■ **DESCRIPTION OF THE TASK**
Reply with exactly the lines from the one that contains "Annotation task: tag one point per instance of the man" through the last line of the records below, and with no other lines.

Records from a collection

((

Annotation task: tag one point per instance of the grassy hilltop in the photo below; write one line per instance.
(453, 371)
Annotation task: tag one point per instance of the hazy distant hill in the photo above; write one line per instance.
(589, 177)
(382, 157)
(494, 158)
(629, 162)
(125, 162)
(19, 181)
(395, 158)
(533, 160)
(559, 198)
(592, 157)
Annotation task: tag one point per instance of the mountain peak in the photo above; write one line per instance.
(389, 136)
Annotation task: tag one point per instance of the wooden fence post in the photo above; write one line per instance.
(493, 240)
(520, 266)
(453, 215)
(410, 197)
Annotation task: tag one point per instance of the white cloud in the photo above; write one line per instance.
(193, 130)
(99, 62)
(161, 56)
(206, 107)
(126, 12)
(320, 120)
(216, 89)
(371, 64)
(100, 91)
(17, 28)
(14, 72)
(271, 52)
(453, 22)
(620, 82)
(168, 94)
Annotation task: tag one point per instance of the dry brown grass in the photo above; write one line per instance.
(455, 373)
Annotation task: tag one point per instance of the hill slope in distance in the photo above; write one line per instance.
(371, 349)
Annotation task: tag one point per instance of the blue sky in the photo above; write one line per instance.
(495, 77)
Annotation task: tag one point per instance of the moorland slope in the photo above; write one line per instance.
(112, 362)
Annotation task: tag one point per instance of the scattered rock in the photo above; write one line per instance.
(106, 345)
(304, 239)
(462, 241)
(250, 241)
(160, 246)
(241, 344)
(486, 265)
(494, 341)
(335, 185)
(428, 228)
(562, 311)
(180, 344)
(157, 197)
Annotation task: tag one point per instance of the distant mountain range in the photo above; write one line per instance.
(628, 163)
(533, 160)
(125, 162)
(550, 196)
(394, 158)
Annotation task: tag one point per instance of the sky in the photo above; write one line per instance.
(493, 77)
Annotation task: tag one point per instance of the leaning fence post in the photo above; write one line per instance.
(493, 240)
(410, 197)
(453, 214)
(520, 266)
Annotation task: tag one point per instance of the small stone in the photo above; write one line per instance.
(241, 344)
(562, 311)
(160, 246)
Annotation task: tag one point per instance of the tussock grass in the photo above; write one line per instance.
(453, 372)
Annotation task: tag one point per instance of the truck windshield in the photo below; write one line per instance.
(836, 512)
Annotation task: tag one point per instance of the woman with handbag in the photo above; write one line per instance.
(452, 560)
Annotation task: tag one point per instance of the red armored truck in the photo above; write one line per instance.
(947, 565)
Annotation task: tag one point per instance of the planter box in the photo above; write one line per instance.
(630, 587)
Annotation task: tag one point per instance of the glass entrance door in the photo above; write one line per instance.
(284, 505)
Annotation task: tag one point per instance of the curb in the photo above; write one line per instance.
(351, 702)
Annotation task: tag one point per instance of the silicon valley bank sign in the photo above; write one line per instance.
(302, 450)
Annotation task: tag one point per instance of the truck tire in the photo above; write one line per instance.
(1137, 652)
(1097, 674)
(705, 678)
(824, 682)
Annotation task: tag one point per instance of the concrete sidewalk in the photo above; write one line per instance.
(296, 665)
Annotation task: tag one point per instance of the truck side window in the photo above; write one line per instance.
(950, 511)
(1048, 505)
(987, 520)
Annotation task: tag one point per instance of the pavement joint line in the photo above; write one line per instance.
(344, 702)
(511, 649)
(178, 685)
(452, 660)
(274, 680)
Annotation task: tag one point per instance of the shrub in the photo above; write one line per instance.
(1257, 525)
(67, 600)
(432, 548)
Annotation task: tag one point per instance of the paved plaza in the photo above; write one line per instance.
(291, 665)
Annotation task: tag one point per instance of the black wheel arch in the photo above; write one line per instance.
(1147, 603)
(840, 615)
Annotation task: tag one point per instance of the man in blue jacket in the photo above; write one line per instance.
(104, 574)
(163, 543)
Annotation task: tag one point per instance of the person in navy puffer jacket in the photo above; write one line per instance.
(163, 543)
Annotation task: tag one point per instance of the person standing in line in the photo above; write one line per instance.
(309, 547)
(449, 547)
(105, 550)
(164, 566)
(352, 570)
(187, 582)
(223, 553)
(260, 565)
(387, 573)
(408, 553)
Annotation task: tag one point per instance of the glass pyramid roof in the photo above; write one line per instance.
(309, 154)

))

■ **RESPONSE TO THE EXERCISE**
Annotation task: tag one point per instance of the man in blue jacket in the photo above; write one line per instance.
(104, 574)
(163, 543)
Annotation task: tag one point per instance of the person in navy puffer jacket in the photo above; write one line per instance.
(163, 543)
Annotation task: tag one point per instance of the person standing in line in the photo above; write one line per instance.
(309, 547)
(449, 547)
(105, 550)
(164, 566)
(352, 570)
(187, 582)
(223, 553)
(260, 565)
(387, 573)
(408, 553)
Annotation task: tag one point per instance of the glass pyramid roof in the photo above; write one line per instance.
(309, 154)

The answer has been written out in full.